__YOUR INSTRUCTIONS__: Rewrite the lines from the one containing "Pin every instance of the chin" through the end of the rows as a Markdown table with two columns, No. and Line, numbering each line and skipping blank lines. Leave the pictures out.
** start SUPPLIED INFORMATION **
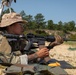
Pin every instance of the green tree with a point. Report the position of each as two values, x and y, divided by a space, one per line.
60 25
50 25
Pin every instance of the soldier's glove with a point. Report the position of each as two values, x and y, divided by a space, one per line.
58 41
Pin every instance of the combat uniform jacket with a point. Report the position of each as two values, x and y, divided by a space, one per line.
6 55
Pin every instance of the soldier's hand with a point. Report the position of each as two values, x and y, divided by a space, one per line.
42 53
58 39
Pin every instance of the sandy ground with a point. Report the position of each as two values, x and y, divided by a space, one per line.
62 52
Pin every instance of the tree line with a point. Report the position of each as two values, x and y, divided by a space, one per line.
38 22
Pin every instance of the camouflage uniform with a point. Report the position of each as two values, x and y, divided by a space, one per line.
5 48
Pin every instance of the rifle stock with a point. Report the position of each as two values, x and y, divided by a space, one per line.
31 38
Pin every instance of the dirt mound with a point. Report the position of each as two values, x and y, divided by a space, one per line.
63 53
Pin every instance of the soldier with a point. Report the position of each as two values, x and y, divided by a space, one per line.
12 23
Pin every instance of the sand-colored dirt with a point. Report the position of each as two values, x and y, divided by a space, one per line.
62 52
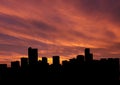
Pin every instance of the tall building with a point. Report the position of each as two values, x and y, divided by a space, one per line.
88 55
15 64
80 58
32 56
24 62
56 60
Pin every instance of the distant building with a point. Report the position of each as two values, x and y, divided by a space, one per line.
24 62
15 64
56 60
88 55
32 56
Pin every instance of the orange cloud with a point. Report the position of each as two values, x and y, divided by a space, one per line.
61 27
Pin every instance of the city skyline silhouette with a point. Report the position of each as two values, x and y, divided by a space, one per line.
75 70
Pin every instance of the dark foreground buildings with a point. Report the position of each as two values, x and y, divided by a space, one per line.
78 70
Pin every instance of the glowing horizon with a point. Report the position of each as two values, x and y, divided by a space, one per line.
59 27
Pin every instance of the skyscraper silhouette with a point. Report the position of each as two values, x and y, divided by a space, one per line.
24 62
32 56
56 60
88 55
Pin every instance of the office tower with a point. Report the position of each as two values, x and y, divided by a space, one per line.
15 64
88 55
56 60
80 58
24 62
44 60
32 56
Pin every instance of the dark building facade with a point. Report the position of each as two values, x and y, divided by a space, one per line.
32 56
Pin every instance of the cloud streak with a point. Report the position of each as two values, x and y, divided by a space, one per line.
59 27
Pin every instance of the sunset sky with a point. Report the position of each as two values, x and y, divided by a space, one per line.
59 27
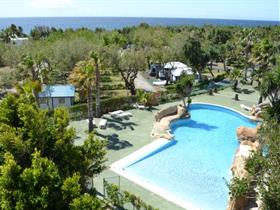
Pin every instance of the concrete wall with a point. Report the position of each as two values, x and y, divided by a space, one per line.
165 112
50 103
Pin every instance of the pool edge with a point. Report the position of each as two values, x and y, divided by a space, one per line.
118 166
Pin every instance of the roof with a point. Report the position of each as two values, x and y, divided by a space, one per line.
178 72
178 68
57 91
175 65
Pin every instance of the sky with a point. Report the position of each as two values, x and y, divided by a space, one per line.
218 9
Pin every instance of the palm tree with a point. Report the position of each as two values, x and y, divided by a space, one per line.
270 87
36 70
184 88
235 74
84 77
95 57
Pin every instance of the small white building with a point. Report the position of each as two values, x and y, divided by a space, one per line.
53 96
18 40
176 70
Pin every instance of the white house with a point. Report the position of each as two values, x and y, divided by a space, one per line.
176 70
18 40
53 96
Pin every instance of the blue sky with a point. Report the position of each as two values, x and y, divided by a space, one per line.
227 9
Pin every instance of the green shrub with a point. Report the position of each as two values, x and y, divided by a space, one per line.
239 187
113 87
105 79
119 198
219 77
79 111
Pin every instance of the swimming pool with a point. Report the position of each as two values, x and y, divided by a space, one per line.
191 170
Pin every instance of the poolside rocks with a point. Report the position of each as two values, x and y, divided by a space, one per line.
163 119
246 134
248 143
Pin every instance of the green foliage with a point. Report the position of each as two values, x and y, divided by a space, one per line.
71 188
196 56
40 167
239 187
270 87
107 105
269 177
86 202
119 198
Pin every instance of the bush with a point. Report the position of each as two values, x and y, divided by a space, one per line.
219 77
105 79
79 111
113 87
118 198
239 187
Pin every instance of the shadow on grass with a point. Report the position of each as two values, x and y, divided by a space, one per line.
119 123
114 143
194 124
244 90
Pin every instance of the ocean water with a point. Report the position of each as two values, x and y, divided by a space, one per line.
110 23
196 166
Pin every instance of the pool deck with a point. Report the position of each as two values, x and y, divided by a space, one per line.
127 136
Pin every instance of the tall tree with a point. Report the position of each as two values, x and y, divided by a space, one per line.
35 69
95 57
83 76
41 168
196 56
184 87
127 62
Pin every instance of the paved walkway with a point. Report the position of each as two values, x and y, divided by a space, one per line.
127 136
142 83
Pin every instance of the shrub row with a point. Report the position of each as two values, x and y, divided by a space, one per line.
79 111
119 198
112 87
106 79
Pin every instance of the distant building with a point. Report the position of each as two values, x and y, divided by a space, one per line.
155 68
175 70
53 96
18 40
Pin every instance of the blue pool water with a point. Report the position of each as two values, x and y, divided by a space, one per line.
195 166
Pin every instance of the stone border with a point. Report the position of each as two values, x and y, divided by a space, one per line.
118 167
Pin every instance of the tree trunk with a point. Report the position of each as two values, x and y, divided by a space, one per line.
149 62
210 70
225 66
235 85
132 89
184 103
97 84
200 75
260 100
90 109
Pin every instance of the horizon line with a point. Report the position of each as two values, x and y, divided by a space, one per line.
200 18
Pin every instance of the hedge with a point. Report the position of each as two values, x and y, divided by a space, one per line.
79 111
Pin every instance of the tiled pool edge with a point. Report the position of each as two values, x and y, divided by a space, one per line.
118 166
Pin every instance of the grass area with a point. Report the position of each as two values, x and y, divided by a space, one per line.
127 136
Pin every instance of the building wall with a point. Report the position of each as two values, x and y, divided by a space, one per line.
50 103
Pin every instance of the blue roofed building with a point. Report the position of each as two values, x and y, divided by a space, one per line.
53 96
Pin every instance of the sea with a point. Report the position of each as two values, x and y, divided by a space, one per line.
111 23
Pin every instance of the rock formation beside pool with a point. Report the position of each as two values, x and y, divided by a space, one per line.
163 119
248 143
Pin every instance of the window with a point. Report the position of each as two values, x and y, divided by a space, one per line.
61 100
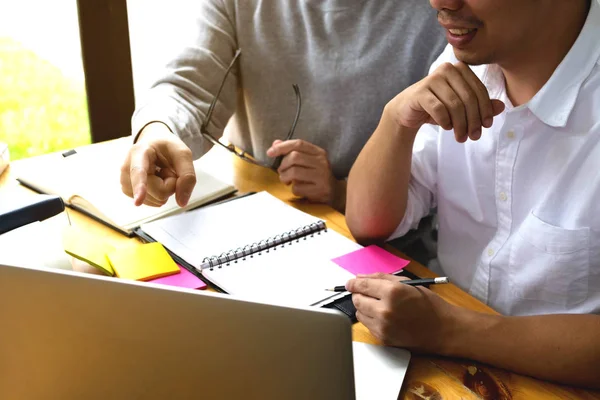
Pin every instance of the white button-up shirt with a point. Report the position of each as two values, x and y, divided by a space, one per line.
519 209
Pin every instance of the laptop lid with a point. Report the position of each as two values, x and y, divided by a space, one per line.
67 336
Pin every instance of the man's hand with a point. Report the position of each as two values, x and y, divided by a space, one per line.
452 97
402 315
306 167
157 166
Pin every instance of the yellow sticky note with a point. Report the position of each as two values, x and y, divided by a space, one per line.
142 263
88 248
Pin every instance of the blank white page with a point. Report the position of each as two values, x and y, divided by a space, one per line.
213 230
295 274
378 371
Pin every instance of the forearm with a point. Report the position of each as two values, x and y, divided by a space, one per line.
562 348
378 181
339 195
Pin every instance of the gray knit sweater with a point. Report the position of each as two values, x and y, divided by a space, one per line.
349 58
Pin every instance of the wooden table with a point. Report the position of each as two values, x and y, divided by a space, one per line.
429 377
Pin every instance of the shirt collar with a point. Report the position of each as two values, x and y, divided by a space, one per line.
554 103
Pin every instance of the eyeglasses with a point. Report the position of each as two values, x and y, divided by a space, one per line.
239 152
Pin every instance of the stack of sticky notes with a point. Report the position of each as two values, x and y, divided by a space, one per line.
141 262
370 260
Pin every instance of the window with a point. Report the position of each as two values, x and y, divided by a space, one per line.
43 105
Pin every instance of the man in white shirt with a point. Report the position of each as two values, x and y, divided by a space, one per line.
508 150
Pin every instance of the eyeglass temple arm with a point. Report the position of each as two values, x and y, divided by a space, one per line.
290 134
216 97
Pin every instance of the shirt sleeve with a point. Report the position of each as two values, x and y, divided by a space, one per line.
181 96
422 187
423 180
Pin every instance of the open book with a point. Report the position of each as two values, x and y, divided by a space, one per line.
87 179
258 247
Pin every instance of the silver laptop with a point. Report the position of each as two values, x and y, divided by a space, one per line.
67 336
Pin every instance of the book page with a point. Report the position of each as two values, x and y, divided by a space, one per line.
296 274
90 179
218 229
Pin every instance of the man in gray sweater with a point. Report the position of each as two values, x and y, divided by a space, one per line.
348 58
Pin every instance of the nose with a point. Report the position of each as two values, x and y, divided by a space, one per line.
451 5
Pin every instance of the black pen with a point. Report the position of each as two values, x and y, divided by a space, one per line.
414 282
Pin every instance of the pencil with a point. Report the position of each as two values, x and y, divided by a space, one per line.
414 282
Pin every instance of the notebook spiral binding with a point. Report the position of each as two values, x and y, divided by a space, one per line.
264 245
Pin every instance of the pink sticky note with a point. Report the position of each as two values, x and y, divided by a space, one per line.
185 279
370 260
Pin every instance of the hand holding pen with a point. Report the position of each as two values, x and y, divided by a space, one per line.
413 282
402 315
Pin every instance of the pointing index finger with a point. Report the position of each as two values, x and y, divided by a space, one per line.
138 172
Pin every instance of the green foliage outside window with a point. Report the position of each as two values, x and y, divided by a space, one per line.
41 110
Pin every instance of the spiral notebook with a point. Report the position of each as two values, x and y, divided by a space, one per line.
258 248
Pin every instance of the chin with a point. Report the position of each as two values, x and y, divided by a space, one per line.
471 57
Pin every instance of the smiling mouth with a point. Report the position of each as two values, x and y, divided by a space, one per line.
461 32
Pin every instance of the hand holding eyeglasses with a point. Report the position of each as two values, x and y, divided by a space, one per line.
306 167
158 166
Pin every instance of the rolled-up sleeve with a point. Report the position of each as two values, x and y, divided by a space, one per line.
181 97
423 180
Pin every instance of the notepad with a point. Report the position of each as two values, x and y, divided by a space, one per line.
258 248
142 263
184 279
370 260
89 248
88 180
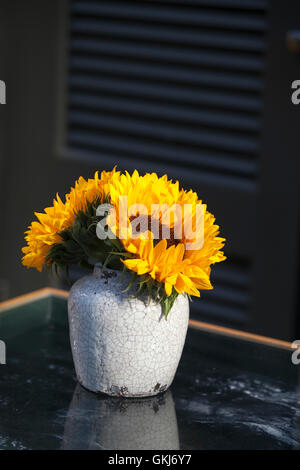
** end SUPPLIED INFORMATION **
__CORRECT RESULT__:
| No. | Line |
|---|---|
| 1 | Pin every instance of the chin with a point. Report the position of each as two values, x and y, divided by a space, one per line. |
| 2 | 471 57 |
| 3 | Pin every instance of the smiling mouth with a point. Report the position of each as two values, x and y, divided by a space, one per line. |
| 4 | 461 32 |
| 5 | Pin every instance of the hand holding eyeglasses with a point. Report the position of each as two values, x and y, divided by a space, one per line. |
| 6 | 306 167 |
| 7 | 158 166 |
| 8 | Pin every instance of the rolled-up sleeve with a point. Report the position of each as two values, x and y, divided by a space, one per line. |
| 9 | 181 97 |
| 10 | 423 180 |
| 11 | Pin every instance of the notepad with a point. Report the position of each as two values, x and y, divided by a space, one per line. |
| 12 | 258 248 |
| 13 | 142 263 |
| 14 | 184 279 |
| 15 | 370 260 |
| 16 | 89 248 |
| 17 | 88 180 |